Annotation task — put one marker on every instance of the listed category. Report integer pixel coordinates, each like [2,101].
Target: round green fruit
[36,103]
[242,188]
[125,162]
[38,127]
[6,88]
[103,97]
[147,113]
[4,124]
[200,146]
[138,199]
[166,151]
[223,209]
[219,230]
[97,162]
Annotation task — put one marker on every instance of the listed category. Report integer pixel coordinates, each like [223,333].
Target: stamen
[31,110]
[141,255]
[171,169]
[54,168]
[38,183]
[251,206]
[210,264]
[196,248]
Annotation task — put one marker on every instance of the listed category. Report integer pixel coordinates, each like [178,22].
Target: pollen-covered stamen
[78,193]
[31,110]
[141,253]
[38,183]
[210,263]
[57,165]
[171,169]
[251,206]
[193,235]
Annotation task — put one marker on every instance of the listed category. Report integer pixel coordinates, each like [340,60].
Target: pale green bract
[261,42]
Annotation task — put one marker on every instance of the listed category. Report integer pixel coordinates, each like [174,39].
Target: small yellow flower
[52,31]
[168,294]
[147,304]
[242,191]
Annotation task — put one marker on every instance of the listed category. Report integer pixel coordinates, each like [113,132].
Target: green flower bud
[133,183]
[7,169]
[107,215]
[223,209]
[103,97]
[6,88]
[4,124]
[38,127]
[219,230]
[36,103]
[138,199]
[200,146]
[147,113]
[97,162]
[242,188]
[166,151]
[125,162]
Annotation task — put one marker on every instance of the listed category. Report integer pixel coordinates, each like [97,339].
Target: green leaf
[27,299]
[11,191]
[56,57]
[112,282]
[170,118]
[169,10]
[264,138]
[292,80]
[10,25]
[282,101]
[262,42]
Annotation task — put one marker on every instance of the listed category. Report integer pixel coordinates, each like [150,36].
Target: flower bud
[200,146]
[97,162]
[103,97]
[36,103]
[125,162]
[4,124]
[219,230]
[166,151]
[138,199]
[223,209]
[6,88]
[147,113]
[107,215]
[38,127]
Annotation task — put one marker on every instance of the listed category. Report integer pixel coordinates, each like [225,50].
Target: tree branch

[Problem to work on] Write out the entries in full, exactly as given.

[Solution to this exercise]
Annotation task — put one marker on every instance of the listed category. Report integer pixel coordinates, each like [2,101].
Target: round green fruit
[36,103]
[242,188]
[125,162]
[38,127]
[6,88]
[103,97]
[147,113]
[4,124]
[200,146]
[138,199]
[166,151]
[223,209]
[219,230]
[97,162]
Annotation task — put one marker on every instance of the listed category. Report integer pixel coordinates, each like [223,333].
Target: stamen
[31,110]
[141,255]
[171,169]
[54,168]
[38,183]
[251,206]
[210,264]
[196,248]
Annotation task — put one marker on every instance of the listed category. Report integer pixel coordinates, each like [178,22].
Target: pollen-covered stamen
[78,193]
[31,110]
[141,253]
[38,183]
[210,263]
[57,165]
[171,169]
[251,206]
[193,235]
Annotation task — put one marker on every instance of the listed category. Report integer pixel coordinates, each like [340,60].
Target: pale green bract
[261,42]
Annotation task — put one marker on every instance of the listed category. Report integer pixel coordinates, each like [174,39].
Target: small yellow flower
[52,31]
[168,294]
[147,304]
[242,191]
Annotation task — put one marker on every instance of the listed category. Report integer pixel coordinates, each like [113,132].
Target: green flower bud
[133,183]
[7,169]
[107,215]
[223,209]
[103,97]
[6,88]
[4,124]
[38,127]
[219,230]
[36,103]
[138,199]
[200,146]
[147,113]
[97,162]
[242,188]
[166,151]
[125,162]
Annotation task — put one marker on every instance of the listed category. Report integer pixel coordinates, each like [97,339].
Target: green leaf
[27,299]
[11,191]
[56,57]
[112,282]
[170,118]
[169,10]
[264,138]
[292,80]
[10,25]
[282,101]
[262,42]
Annotation task — put one marker on every instance of the listed category. Report integer pixel coordinates, each like [150,36].
Target: flower bud
[200,146]
[97,162]
[103,97]
[36,103]
[125,162]
[4,124]
[219,230]
[166,151]
[138,199]
[223,209]
[6,88]
[147,113]
[107,215]
[38,127]
Annotation task — put one marker on every instance of the listed category. Report integer pixel coordinates, each like [225,50].
Target: tree branch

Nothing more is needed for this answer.